++++ Passage to read

The idea of karma yoga involving seva, or selfless service, as a path to God-realization is one of the most distinctive elements emphasized by Swami Vivekananda throughout his life. This idea was first sparked in Swamiji’s mind when, as the young Narendranath Datta, and disciple of Sri Ramakrishna, he heard his Master make the statement, “Jība Śiba.” In other words, the jīvas, or living beings, are one with Śiva: with God. All souls are divine. Service to any living being is therefore service to God. Daridra Narāyaṇ, or God in the form of the Poor, thus became a central ideal for Vivekananda, who later wrote:

Blessed are they whose bodies get destroyed in the service of others. Wealth, and even life itself, the sage always holds ready for the service of others… ‘In this evanescent world, where every-thing is falling to pieces, we have to make the highest use of what time we have,’ says the Bhakta [or devotee]; and…the highest use of life is to hold it at the service of all beings.[5]

Swamiji also wrote, however, that one should, “Offer everything you have unto the service of the Lord.”[6] But there is no contradiction between these statements. Because of the all-pervasive presence of Brahman, dwelling within all beings–because the jīva is Śiva–a practitioner of Vedanta does not distinguish, according to Vivekananda, between “the service of the Lord” and “the service of others.” The service of the Lord is the service of others, and the service of others is the service of the Lord. In Swamiji’s words, “‘They worship Me best who worship My worshippers. These are all My children and your privilege is to serve them’ — is the teaching of Hindu scriptures.”[7]

Swami Vivekananda’s vision of seva is not a vision of charity. The ideal of charity tends to assume class distinctions among different groups of human beings based upon material wealth. It encourages the wealthy to aid the ‘less fortunate’ out of the goodness of their hearts: an act which can be done out of pride and with a sense of moral superiority based on the idea that one has earned one’s wealth, and that if others are not similarly fortunate, it must be due to some moral failing or flaw. This is something that Vivekananda strongly rejects. He says:

Do not stand on a high pedestal and take five cents in your hand and say, ‘Here, my poor man,’ but be grateful that the poor man is there, so that by making a gift to him you are able to help yourself. It is not the receiver that is blessed, but it is the giver. Be thankful that you are allowed to exercise your power of benevolence and mercy in the world, and thus become pure and perfect.[8]

The ‘less fortunate’ are God in human form, offering us an opportunity to serve, and thereby realize our own divine potential.

++++++++

#### Directive:
Quote the passage on seva word for word, between "Do not stand" and "own divine potential.", inclusive.

++++ Supplied entries

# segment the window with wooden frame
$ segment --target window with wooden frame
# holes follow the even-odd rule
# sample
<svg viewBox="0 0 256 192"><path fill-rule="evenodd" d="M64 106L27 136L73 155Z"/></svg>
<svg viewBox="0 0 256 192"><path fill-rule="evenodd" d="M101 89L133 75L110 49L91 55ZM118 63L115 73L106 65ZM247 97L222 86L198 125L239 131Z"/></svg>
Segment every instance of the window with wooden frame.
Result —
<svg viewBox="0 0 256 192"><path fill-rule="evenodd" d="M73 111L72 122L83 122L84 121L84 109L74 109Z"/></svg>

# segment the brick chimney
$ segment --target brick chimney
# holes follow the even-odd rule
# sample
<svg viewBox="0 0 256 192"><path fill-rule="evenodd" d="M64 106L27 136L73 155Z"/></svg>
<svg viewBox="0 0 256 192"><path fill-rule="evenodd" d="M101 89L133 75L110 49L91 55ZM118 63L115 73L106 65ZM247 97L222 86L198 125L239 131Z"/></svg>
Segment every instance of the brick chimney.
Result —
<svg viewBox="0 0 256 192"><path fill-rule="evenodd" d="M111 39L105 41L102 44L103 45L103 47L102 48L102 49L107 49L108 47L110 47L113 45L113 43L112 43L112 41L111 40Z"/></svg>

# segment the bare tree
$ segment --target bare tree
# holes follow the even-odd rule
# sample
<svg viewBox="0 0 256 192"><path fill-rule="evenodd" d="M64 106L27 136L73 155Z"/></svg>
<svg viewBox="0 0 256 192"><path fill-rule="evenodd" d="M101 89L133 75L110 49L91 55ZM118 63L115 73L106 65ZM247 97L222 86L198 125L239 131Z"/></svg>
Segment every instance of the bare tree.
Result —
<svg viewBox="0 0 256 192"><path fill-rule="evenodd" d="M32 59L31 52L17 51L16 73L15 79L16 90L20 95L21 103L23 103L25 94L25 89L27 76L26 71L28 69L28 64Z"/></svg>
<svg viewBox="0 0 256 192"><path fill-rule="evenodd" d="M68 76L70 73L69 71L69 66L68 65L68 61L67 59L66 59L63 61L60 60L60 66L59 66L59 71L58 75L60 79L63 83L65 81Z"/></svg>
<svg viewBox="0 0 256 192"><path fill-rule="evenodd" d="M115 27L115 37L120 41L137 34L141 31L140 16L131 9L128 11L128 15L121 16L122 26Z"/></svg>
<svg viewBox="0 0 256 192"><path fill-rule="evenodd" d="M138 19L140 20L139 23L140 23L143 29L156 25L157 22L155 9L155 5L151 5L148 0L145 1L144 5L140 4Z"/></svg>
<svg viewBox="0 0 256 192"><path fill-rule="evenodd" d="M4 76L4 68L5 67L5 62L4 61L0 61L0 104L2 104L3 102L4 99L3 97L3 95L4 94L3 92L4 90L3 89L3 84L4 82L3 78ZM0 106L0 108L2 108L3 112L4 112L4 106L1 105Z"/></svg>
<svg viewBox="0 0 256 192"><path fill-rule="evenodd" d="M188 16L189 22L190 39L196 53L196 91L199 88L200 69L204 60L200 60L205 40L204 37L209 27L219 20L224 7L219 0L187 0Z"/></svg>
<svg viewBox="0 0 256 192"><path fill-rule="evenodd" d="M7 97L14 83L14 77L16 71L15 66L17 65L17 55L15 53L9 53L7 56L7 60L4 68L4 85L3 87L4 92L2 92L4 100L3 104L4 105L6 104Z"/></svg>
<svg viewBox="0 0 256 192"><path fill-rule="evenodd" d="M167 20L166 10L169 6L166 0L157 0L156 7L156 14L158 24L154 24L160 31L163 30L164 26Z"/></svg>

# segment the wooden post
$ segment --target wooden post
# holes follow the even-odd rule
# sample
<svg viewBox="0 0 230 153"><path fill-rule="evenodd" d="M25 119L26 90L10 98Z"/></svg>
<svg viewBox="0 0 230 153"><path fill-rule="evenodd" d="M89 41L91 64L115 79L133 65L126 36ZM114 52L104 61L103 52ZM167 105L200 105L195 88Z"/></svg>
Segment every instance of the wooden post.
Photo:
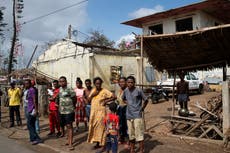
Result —
<svg viewBox="0 0 230 153"><path fill-rule="evenodd" d="M143 35L141 35L141 88L143 90L144 84L144 58L143 58Z"/></svg>
<svg viewBox="0 0 230 153"><path fill-rule="evenodd" d="M173 72L173 102L172 102L172 116L175 115L175 85L176 85L176 72Z"/></svg>
<svg viewBox="0 0 230 153"><path fill-rule="evenodd" d="M223 101L223 133L225 134L230 128L230 96L229 82L227 80L227 67L223 67L223 83L222 83L222 101Z"/></svg>

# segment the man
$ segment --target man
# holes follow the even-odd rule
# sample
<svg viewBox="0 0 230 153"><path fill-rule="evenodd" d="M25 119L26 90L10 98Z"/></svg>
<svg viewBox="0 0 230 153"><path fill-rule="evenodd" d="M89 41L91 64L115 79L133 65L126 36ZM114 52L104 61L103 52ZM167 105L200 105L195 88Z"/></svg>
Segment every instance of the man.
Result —
<svg viewBox="0 0 230 153"><path fill-rule="evenodd" d="M91 102L88 101L88 98L89 98L89 95L90 95L90 92L92 90L92 83L91 83L91 80L90 79L86 79L85 80L85 86L86 86L86 89L84 90L84 101L85 101L85 104L86 104L86 115L87 115L87 118L88 118L88 121L89 121L89 117L90 117L90 109L91 109Z"/></svg>
<svg viewBox="0 0 230 153"><path fill-rule="evenodd" d="M36 91L31 84L31 80L29 79L25 81L25 88L28 88L28 92L27 92L27 100L28 100L27 128L29 130L31 144L36 145L42 142L35 128L36 117L38 115L38 107L37 107L38 105L36 104Z"/></svg>
<svg viewBox="0 0 230 153"><path fill-rule="evenodd" d="M181 72L179 77L180 81L177 83L177 100L179 101L180 108L188 110L189 84L184 80L184 72Z"/></svg>
<svg viewBox="0 0 230 153"><path fill-rule="evenodd" d="M140 152L144 153L144 121L142 114L148 104L143 91L135 87L135 78L127 77L127 87L122 99L127 103L126 118L128 124L130 153L134 153L135 141L139 142ZM144 104L142 105L142 100Z"/></svg>
<svg viewBox="0 0 230 153"><path fill-rule="evenodd" d="M10 89L8 90L9 96L9 112L10 112L10 128L14 127L14 113L16 114L17 125L22 125L20 116L20 102L21 102L21 90L15 87L15 82L10 83Z"/></svg>
<svg viewBox="0 0 230 153"><path fill-rule="evenodd" d="M0 122L1 122L1 119L2 119L2 110L1 110L1 107L2 107L2 90L0 89Z"/></svg>
<svg viewBox="0 0 230 153"><path fill-rule="evenodd" d="M27 100L27 93L28 93L29 87L25 87L24 84L24 88L23 88L23 92L22 92L22 102L23 102L23 107L24 107L24 116L25 119L27 120L28 118L28 112L27 112L27 106L28 106L28 100Z"/></svg>
<svg viewBox="0 0 230 153"><path fill-rule="evenodd" d="M60 121L59 121L59 115L58 115L58 105L56 104L56 98L59 94L59 85L58 85L58 80L53 81L53 87L52 89L52 84L51 84L51 89L52 89L52 95L49 97L49 123L50 123L50 133L48 136L52 136L55 134L55 127L57 129L57 134L56 136L59 137L61 136L60 132Z"/></svg>
<svg viewBox="0 0 230 153"><path fill-rule="evenodd" d="M35 87L36 83L35 83L34 80L31 80L31 85L32 85L32 87L33 87L34 90L35 90L35 102L36 102L36 105L37 105L37 108L38 108L38 89ZM38 112L38 115L36 116L35 128L36 128L37 134L39 134L39 133L40 133L39 112Z"/></svg>
<svg viewBox="0 0 230 153"><path fill-rule="evenodd" d="M57 96L57 104L59 105L59 113L61 125L67 127L69 150L74 150L73 147L73 122L75 118L76 94L73 89L67 87L66 77L59 78L59 94Z"/></svg>

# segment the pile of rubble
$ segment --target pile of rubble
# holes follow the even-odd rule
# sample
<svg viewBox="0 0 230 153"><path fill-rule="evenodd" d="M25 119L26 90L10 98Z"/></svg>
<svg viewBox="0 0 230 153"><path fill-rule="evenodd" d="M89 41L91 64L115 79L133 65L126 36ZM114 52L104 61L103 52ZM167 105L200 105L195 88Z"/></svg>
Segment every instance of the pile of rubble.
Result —
<svg viewBox="0 0 230 153"><path fill-rule="evenodd" d="M212 97L206 106L195 105L201 110L200 118L172 117L173 131L198 138L223 139L222 95Z"/></svg>

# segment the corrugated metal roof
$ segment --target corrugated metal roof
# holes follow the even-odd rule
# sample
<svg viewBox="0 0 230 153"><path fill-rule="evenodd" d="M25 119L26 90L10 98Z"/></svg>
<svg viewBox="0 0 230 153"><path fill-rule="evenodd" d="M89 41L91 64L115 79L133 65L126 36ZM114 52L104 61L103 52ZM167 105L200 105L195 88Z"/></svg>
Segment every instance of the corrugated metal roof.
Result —
<svg viewBox="0 0 230 153"><path fill-rule="evenodd" d="M176 15L186 14L197 10L204 11L211 16L221 20L223 23L230 23L230 1L229 0L207 0L200 3L155 13L149 16L123 22L122 24L142 28L144 24L169 18Z"/></svg>

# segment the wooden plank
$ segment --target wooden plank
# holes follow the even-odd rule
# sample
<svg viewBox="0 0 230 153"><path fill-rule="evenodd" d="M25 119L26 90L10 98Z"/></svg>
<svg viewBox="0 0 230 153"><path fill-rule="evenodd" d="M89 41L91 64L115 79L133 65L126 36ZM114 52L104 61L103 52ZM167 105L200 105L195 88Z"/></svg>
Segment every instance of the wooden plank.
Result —
<svg viewBox="0 0 230 153"><path fill-rule="evenodd" d="M196 122L201 120L199 118L183 117L183 116L178 116L178 115L171 116L171 118L184 119L184 120L190 120L190 121L196 121Z"/></svg>
<svg viewBox="0 0 230 153"><path fill-rule="evenodd" d="M203 138L205 135L207 136L208 132L213 129L212 126L210 126L205 132L203 132L198 138Z"/></svg>

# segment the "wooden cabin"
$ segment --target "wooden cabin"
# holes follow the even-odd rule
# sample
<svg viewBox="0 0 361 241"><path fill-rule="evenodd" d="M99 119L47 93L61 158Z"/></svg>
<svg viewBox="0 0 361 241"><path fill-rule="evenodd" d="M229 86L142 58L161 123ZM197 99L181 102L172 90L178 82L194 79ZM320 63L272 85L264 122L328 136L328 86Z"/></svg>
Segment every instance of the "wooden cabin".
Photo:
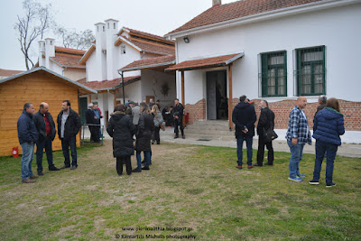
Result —
<svg viewBox="0 0 361 241"><path fill-rule="evenodd" d="M17 137L17 120L23 113L23 105L31 102L38 111L40 104L49 104L57 126L57 116L61 110L61 103L69 99L71 108L78 114L79 96L97 94L82 84L60 76L45 67L39 67L0 80L0 156L12 155L13 147L23 150ZM80 144L80 134L77 136L77 144ZM52 149L61 150L61 143L57 136Z"/></svg>

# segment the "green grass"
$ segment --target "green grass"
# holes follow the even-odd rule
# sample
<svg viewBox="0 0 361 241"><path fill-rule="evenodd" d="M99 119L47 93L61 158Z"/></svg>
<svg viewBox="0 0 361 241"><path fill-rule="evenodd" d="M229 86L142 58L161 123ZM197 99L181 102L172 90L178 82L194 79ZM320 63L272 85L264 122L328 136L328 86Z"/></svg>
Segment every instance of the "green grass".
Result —
<svg viewBox="0 0 361 241"><path fill-rule="evenodd" d="M109 141L79 148L76 171L50 172L44 156L44 176L34 184L21 183L20 159L1 157L1 239L112 240L119 234L361 240L361 159L338 156L337 186L326 189L325 164L319 186L288 181L287 153L275 153L273 167L237 170L233 148L153 148L151 171L121 177ZM54 162L62 165L61 152L54 153ZM313 165L314 155L304 154L300 170L305 181Z"/></svg>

++++++++

#### Output of the exercise:
Do not stand on a high pedestal and take five cents in your hand and say, ‘Here, my poor man,’ but be grateful that the poor man is there, so that by making a gift to him you are able to help yourself. It is not the receiver that is blessed, but it is the giver. Be thankful that you are allowed to exercise your power of benevolence and mercy in the world, and thus become pure and perfect.[8]

The ‘less fortunate’ are God in human form, offering us an opportunity to serve, and thereby realize our own divine potential.